What is expected:
Count the lines in the records below that contain the word "distant", where uppercase and lowercase letters count as different, and reply with only that number.

Input material:
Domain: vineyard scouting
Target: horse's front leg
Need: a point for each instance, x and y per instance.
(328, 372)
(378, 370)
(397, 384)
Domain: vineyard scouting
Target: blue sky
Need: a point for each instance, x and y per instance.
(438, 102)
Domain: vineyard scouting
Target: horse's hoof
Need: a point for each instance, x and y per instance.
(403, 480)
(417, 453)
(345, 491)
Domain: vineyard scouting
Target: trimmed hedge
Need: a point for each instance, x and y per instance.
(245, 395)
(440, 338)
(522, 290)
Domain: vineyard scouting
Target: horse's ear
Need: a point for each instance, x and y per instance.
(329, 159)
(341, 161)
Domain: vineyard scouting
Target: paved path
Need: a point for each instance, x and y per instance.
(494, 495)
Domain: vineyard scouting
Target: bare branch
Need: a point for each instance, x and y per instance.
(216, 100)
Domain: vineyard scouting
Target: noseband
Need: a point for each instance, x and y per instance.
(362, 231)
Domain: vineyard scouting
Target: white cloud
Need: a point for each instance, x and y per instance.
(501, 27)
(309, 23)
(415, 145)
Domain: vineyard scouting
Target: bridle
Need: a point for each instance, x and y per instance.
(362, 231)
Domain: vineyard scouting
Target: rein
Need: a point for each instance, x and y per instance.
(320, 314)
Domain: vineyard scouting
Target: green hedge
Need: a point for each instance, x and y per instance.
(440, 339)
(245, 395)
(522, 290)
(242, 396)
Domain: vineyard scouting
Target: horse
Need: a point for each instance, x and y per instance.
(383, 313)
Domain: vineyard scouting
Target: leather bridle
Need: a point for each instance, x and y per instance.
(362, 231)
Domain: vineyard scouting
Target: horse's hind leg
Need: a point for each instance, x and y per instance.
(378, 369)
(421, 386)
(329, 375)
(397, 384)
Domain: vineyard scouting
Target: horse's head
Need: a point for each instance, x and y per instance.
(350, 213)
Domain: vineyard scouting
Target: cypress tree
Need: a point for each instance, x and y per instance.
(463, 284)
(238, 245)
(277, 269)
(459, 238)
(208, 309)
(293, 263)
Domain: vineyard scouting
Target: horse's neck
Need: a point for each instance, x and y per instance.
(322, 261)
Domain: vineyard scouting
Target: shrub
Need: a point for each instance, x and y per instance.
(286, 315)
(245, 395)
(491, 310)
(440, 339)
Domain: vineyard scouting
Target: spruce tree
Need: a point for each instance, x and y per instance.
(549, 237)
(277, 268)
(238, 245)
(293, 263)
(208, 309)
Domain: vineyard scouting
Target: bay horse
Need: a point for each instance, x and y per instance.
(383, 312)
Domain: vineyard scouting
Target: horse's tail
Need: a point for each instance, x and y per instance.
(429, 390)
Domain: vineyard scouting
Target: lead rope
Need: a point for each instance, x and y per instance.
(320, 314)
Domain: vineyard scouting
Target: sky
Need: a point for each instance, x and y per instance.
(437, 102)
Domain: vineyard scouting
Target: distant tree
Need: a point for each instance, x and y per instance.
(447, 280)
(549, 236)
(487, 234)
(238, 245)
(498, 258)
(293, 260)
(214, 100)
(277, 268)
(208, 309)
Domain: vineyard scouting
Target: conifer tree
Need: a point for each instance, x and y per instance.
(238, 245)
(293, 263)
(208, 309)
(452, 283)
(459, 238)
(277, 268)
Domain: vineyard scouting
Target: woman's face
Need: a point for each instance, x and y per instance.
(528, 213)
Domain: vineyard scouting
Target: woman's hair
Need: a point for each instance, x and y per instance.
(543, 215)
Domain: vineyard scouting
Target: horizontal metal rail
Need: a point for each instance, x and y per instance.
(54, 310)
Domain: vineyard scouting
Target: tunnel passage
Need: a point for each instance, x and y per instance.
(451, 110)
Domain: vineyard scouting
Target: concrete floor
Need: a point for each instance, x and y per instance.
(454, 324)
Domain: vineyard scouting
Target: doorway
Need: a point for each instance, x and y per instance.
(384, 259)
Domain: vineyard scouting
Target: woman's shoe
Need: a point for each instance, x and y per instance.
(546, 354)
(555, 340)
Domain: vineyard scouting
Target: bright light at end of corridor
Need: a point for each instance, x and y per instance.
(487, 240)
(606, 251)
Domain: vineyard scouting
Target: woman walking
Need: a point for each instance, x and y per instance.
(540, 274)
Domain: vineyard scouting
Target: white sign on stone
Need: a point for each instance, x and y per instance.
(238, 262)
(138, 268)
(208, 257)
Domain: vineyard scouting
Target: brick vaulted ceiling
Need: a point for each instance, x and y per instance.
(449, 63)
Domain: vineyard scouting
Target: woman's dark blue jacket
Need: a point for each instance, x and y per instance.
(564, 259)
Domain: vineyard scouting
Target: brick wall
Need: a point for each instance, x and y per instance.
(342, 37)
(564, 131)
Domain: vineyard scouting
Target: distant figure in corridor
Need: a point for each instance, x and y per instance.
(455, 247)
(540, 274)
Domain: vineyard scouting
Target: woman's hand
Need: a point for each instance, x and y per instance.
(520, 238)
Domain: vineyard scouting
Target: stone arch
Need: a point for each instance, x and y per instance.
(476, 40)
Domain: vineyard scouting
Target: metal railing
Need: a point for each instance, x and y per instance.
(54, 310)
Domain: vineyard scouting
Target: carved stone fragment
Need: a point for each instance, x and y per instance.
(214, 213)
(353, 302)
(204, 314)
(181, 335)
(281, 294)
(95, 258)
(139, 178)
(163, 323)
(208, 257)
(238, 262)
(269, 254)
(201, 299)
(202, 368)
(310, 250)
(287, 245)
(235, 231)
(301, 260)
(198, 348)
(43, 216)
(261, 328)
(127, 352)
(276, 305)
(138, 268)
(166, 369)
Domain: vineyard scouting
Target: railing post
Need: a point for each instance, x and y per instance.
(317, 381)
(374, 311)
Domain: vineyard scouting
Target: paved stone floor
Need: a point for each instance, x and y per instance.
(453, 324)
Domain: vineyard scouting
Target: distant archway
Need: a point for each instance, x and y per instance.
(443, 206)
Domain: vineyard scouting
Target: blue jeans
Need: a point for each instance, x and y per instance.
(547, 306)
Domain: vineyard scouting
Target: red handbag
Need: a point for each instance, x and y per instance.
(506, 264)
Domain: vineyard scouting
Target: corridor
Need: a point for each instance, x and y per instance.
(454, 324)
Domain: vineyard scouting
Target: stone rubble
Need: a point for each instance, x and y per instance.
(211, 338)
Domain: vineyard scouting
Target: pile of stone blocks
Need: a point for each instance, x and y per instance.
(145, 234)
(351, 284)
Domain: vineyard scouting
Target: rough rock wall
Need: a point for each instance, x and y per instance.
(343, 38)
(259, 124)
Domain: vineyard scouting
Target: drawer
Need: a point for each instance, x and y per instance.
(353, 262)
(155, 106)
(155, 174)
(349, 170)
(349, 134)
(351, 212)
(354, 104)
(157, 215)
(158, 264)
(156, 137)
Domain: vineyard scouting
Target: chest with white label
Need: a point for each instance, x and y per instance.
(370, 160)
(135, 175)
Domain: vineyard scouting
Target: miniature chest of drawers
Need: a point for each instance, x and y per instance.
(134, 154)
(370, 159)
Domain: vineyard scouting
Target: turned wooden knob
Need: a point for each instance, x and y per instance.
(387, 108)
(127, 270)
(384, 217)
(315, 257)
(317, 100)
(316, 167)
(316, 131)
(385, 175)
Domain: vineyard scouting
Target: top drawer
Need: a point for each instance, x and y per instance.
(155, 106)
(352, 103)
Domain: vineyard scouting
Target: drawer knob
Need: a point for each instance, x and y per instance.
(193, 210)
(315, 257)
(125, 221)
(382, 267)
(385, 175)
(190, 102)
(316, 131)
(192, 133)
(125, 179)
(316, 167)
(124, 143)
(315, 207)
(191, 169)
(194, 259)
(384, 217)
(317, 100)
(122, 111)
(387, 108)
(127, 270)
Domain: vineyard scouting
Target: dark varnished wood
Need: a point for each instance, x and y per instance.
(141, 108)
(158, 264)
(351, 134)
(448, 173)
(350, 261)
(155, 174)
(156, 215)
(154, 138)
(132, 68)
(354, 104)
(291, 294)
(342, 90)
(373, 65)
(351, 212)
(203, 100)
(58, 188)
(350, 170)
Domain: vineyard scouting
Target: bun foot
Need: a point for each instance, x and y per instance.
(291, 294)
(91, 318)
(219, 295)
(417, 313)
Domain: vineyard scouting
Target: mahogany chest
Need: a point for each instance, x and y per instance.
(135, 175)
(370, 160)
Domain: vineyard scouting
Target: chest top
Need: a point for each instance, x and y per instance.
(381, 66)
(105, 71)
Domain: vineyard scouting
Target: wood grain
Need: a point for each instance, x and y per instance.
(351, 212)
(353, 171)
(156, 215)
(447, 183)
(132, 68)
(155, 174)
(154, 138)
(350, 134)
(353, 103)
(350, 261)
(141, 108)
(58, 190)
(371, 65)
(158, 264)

Result of the exercise:
3